§ Raw records:
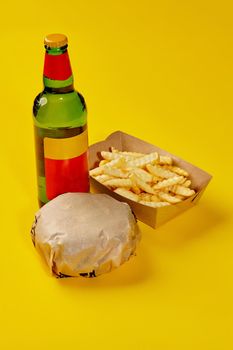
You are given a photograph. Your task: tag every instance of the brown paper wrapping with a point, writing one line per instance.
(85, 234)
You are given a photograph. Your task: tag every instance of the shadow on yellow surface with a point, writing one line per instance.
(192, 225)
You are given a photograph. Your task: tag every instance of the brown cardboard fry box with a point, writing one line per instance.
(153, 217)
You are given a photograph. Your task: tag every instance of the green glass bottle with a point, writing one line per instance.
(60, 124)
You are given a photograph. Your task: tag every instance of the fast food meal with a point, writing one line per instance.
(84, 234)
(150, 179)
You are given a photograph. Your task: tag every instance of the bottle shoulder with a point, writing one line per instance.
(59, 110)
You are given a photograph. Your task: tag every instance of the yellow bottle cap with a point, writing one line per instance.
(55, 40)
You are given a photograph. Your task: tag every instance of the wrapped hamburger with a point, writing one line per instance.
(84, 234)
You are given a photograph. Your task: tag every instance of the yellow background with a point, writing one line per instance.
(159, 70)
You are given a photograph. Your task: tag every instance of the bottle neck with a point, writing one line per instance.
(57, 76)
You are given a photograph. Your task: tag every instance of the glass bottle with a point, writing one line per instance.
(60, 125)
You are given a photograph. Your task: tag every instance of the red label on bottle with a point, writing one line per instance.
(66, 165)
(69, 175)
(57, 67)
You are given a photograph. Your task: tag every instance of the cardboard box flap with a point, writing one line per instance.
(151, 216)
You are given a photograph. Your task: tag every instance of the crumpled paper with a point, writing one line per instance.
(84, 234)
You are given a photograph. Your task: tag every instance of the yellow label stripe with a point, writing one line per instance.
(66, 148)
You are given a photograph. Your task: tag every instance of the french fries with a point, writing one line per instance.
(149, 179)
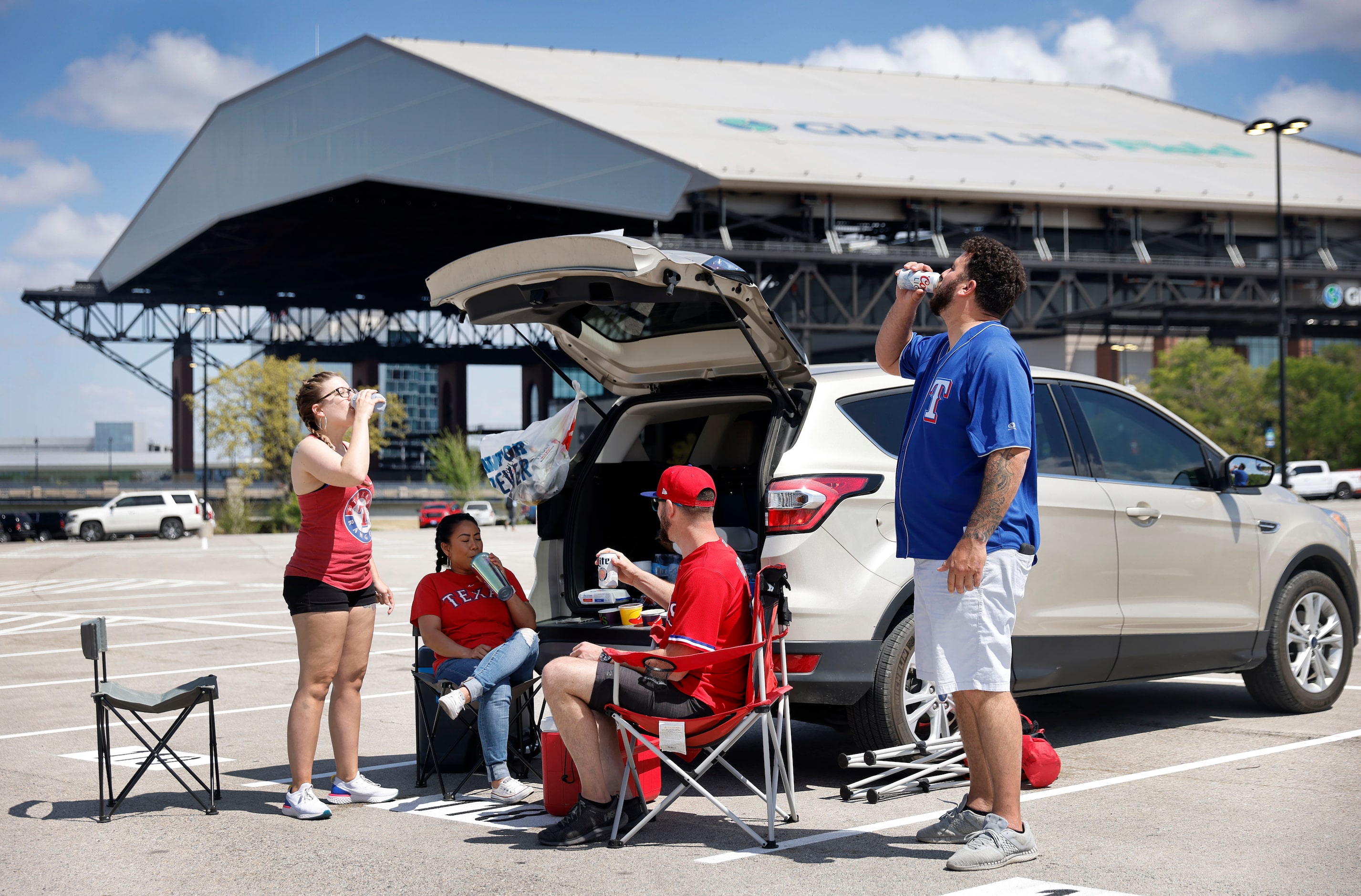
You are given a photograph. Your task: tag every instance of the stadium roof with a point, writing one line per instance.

§ Aim of the exercise: Please retype every row above word for word, leaving out the pictures.

§ Correct answer:
You are given a photograph. Your task: tag every instance of the brown paper wrapping with a point, writing one line per instance.
(85, 234)
You are given a photograph. Your task: tag every instance of the shadow on yellow surface with a point, writing one line per instance.
(192, 225)
You are given a photograph. Your task: tag every instance of the brown cardboard fry box with a point, writing one line per instance.
(153, 217)
You are given a photograph. Your task: tag every instance of the green glass bottle with a point, writing one line per instance.
(60, 124)
You are given a photograph. Your task: tag every instance of the fast food meal with a point, writing one line per instance.
(84, 234)
(150, 179)
You are given a photograph. Your task: tag every instance of the bottle shoulder with a point, writing one line per instance.
(59, 110)
You are given a photograph. Your task: tag every instance of the yellow bottle cap with a point, writing one line per instance.
(55, 40)
You are given a photograph. Your task: tag every instance of the wrapped hamburger with a point, writing one line per instance.
(84, 234)
You are given a photograph. Your task: tag every instance of the yellow background with a point, writing one line per instance.
(159, 70)
You are given a photograph. Your task: tag every instance of the bottle neck with a point, writing one line per instance.
(57, 76)
You are given a photograph. Your task: tag every instance of the glass bottle with a point, writing one line per instance.
(60, 125)
You are given a photograph. Your task: tag every instance of the red label on bottle with a point, writing one line per instance.
(66, 165)
(69, 175)
(57, 67)
You are given a photograph. Your task: tag every instance of the cardboard box flap with a point, writing one line per instance.
(151, 216)
You are given a photograph. Your task: tag every instance of the crumpled paper with a point, writing one line per instance.
(84, 234)
You are given a photograph. Your task: tag every instance of the yellow label stripe with a point, writing one line per instance.
(66, 148)
You are given a photograph. Your task: tag every instance of the french fries with a point, writing one line per instance.
(149, 179)
You are given a photograph. Your task: tag every instance of the stadium roof with a point, writing one line per instance.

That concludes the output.